The city would also take ownership of the school's "valuable, historic and culturally significant" art and books, though Laureate Education Inc., the school's probable new operator, could borrow the material for educational purposes.
The information was discussed this week with Santa Fe city councilors in an executive session, as well as during a public presentation before the New Mexico Finance Authority.
Laureate has said in the recent past it expected to eventually enroll a couple thousand students in Santa Fe, but optimism about the campus' attraction has apparently increased the company's estimate. The company already has about 500,000 students spread over some 44 countries.
CSF had less than 600 full-time students before it graduated its final class in May.
City Finance Director David Millican told the city council that Laureate anticipates beginning the fall semester with about 100 students, a number expected to jump to 250 by spring.
The Santa Fe City Council has agreed to hold public hearings on two loan options involving the city's possible purchase of CSF.
Both options set a maximum debt of $30 million for the city, with one authorizing the sale of revenue bonds directly by the city. The other would approve an agreement — still not finalized — with the New Mexico Finance Authority, in which that agency would sell the bonds and then lend the money to the city.
Millican told the NMFA on Thursday the city favored working with that agency rather than issuing bonds directly. "We really would prefer that as the best tool," he said.
Millican said Friday that the NMFA told the city it could save as much as $400,000 if that agency issues the bonds. Other benefits to working with the NMFA include "a much more customized service," he said.
In turn, Millican and other city officials, including Mayor David Coss and city attorney Frank Katz, received a generally positive reception Thursday from members of the NMFA.

» Data listing:
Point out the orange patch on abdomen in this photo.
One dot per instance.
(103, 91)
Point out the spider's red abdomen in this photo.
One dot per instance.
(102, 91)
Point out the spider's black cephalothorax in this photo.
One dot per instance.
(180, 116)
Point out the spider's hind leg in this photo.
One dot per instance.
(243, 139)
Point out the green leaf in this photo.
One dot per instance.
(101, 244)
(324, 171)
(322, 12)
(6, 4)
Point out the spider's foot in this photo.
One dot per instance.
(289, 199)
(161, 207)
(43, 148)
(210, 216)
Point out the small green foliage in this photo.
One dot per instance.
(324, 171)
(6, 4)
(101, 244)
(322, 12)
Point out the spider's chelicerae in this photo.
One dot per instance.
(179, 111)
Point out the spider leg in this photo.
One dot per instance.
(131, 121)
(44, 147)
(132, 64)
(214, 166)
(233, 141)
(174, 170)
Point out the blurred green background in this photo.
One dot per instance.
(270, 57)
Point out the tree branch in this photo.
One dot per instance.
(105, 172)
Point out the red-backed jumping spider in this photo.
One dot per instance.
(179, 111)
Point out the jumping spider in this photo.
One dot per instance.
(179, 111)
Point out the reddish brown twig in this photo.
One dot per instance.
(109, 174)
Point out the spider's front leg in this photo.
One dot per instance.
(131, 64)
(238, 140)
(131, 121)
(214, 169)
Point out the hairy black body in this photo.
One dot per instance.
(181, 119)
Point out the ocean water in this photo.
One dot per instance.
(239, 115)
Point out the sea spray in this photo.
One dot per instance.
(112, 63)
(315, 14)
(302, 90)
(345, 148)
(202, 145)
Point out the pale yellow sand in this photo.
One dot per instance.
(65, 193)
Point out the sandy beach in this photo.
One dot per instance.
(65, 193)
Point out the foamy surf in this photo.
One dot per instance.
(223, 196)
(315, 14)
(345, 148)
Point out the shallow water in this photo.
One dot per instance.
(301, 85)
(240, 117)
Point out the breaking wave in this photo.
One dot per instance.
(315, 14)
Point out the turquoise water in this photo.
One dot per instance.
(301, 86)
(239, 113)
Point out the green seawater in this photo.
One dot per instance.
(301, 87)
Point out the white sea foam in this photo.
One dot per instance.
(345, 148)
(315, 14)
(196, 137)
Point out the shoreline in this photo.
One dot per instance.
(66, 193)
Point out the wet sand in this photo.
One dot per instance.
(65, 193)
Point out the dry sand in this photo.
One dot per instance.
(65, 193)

» Written exercise:
Rewrite the passage of the article on Santa Fe's possible purchase of CSF that starts with the words "Laureate has said" and ends after "class in May.", changing "students" to "learners". The records were taken from a different source than the text.

» Response below:
Laureate has said in the recent past it expected to eventually enroll a couple thousand learners in Santa Fe, but optimism about the campus' attraction has apparently increased the company's estimate. The company already has about 500,000 learners spread over some 44 countries.
CSF had less than 600 full-time learners before it graduated its final class in May.